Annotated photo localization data
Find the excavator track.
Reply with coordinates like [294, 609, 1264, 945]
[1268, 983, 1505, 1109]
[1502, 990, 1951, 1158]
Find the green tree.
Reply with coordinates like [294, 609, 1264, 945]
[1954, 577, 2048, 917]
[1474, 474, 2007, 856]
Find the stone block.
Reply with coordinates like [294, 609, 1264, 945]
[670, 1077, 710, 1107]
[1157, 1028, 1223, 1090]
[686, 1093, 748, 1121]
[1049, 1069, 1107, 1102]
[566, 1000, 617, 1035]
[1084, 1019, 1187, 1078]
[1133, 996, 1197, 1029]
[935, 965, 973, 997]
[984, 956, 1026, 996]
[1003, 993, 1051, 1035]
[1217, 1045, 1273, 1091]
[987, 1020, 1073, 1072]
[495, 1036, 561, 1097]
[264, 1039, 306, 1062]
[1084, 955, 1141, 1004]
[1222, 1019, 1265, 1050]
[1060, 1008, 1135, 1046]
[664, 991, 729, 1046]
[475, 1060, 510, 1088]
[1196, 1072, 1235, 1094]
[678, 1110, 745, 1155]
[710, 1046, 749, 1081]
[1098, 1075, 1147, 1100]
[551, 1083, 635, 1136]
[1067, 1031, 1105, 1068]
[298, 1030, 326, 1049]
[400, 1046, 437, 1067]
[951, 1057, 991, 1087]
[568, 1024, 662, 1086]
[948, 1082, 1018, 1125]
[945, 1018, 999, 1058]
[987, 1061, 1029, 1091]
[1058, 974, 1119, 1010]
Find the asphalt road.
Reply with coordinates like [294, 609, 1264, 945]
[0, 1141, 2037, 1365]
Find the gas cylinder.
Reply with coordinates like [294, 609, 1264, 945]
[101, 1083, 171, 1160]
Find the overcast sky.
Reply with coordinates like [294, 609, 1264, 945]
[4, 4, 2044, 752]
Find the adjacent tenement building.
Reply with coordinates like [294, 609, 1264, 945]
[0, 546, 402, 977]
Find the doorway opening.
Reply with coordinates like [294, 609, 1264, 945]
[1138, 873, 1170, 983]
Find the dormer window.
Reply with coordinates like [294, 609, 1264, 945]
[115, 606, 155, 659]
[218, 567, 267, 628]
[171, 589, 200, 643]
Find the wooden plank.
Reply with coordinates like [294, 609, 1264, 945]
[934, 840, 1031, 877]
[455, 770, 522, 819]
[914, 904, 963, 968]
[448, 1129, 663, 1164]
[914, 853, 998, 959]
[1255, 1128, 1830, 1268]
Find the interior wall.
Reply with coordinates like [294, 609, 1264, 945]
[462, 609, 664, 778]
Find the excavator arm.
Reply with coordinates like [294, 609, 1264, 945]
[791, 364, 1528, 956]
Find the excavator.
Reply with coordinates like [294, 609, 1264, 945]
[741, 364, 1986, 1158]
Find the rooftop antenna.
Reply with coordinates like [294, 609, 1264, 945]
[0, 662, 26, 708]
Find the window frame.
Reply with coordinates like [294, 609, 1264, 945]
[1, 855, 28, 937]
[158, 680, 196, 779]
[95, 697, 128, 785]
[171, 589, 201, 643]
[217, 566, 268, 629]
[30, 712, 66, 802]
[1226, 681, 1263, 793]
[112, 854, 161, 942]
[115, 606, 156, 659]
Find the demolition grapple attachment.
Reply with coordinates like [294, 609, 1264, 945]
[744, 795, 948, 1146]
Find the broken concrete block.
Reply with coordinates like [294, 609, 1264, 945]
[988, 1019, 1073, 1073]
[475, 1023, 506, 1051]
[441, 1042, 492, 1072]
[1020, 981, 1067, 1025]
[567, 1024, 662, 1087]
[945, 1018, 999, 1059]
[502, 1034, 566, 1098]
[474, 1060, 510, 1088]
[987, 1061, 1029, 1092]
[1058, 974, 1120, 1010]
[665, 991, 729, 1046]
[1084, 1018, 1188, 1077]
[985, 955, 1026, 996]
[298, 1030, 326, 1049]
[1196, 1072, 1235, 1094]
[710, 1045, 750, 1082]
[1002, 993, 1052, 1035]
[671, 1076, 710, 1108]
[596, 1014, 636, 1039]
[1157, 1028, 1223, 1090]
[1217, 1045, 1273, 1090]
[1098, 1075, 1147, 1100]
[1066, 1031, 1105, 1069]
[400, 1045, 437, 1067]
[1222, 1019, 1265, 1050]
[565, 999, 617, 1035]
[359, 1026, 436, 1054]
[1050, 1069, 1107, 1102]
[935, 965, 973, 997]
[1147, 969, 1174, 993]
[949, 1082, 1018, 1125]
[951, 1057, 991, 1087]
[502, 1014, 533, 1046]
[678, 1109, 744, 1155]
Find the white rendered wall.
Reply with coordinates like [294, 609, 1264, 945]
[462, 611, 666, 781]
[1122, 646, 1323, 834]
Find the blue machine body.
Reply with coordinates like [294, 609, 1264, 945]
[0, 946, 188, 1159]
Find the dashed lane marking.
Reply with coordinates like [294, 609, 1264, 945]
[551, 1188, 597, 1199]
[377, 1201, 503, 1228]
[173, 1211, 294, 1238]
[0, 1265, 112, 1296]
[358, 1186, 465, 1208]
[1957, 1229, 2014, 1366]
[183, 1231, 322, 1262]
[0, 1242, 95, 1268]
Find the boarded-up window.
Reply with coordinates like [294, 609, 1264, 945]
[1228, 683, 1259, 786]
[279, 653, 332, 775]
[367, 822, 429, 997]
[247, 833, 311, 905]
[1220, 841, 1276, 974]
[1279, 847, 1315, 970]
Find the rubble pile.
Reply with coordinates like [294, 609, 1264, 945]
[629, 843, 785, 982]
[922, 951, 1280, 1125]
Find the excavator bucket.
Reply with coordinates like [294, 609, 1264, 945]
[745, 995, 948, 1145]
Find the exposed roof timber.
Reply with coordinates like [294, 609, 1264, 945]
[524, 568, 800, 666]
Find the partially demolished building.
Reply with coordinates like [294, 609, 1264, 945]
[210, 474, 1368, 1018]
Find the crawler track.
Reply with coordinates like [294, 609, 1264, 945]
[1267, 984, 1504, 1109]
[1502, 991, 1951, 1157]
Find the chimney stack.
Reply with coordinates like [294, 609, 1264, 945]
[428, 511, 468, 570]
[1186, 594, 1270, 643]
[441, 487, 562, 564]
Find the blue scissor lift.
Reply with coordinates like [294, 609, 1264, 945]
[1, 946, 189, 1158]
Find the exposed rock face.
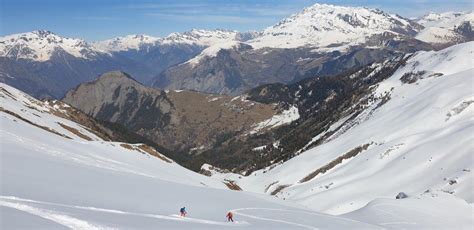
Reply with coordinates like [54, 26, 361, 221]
[396, 192, 408, 199]
[63, 71, 277, 156]
[1, 5, 437, 99]
[191, 55, 409, 172]
[151, 44, 428, 96]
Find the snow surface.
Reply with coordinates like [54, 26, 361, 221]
[0, 83, 382, 229]
[415, 11, 474, 44]
[250, 106, 300, 134]
[0, 30, 105, 61]
[417, 11, 474, 28]
[208, 42, 474, 228]
[186, 41, 246, 65]
[344, 191, 474, 229]
[160, 29, 241, 47]
[93, 35, 159, 52]
[249, 3, 416, 49]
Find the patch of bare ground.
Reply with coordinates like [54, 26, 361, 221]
[264, 181, 279, 193]
[0, 87, 17, 101]
[120, 143, 135, 150]
[120, 143, 173, 163]
[137, 144, 172, 163]
[46, 100, 114, 141]
[271, 184, 291, 196]
[299, 143, 371, 183]
[57, 122, 93, 141]
[223, 179, 242, 191]
[0, 107, 71, 139]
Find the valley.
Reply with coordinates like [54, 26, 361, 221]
[1, 2, 473, 229]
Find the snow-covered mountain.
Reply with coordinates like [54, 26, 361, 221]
[0, 30, 106, 62]
[203, 42, 474, 228]
[160, 29, 255, 46]
[185, 41, 252, 65]
[249, 3, 422, 49]
[417, 11, 474, 27]
[93, 34, 160, 52]
[92, 29, 255, 53]
[62, 71, 278, 156]
[416, 11, 474, 44]
[3, 65, 473, 228]
[1, 82, 390, 229]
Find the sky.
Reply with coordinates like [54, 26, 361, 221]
[0, 0, 472, 41]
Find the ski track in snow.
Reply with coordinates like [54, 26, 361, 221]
[1, 196, 375, 229]
[231, 207, 383, 229]
[369, 204, 418, 226]
[232, 208, 319, 229]
[0, 200, 114, 230]
[0, 196, 246, 227]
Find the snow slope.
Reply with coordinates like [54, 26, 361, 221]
[344, 192, 474, 229]
[416, 11, 474, 44]
[160, 29, 244, 46]
[0, 83, 381, 229]
[0, 30, 106, 61]
[208, 42, 474, 227]
[249, 3, 419, 49]
[250, 106, 300, 135]
[93, 35, 159, 52]
[185, 41, 251, 65]
[417, 11, 474, 28]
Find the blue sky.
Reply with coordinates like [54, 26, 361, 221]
[1, 0, 472, 41]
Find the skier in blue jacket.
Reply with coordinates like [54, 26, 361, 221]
[180, 207, 187, 217]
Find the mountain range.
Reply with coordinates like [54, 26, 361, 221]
[1, 4, 472, 98]
[2, 2, 474, 229]
[1, 39, 472, 229]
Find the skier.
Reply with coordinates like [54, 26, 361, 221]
[226, 211, 234, 222]
[180, 207, 187, 217]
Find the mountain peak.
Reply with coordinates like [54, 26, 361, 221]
[92, 34, 159, 52]
[249, 4, 419, 49]
[96, 71, 138, 83]
[0, 30, 104, 61]
[415, 11, 473, 44]
[417, 11, 473, 27]
[160, 29, 245, 46]
[32, 30, 55, 37]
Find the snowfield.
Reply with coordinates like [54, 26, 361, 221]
[250, 105, 300, 135]
[207, 42, 474, 228]
[0, 83, 381, 229]
[249, 3, 417, 49]
[415, 11, 474, 44]
[93, 35, 160, 52]
[1, 40, 473, 229]
[0, 30, 106, 62]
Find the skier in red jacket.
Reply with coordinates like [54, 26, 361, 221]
[226, 211, 234, 222]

* [WHAT THE EXERCISE ASKS]
For each line of the entries that includes "mountain", show that line.

* [ANSWER SPACE]
Find the snow-covered mountain.
Find the mountain range.
Find the mountain peak.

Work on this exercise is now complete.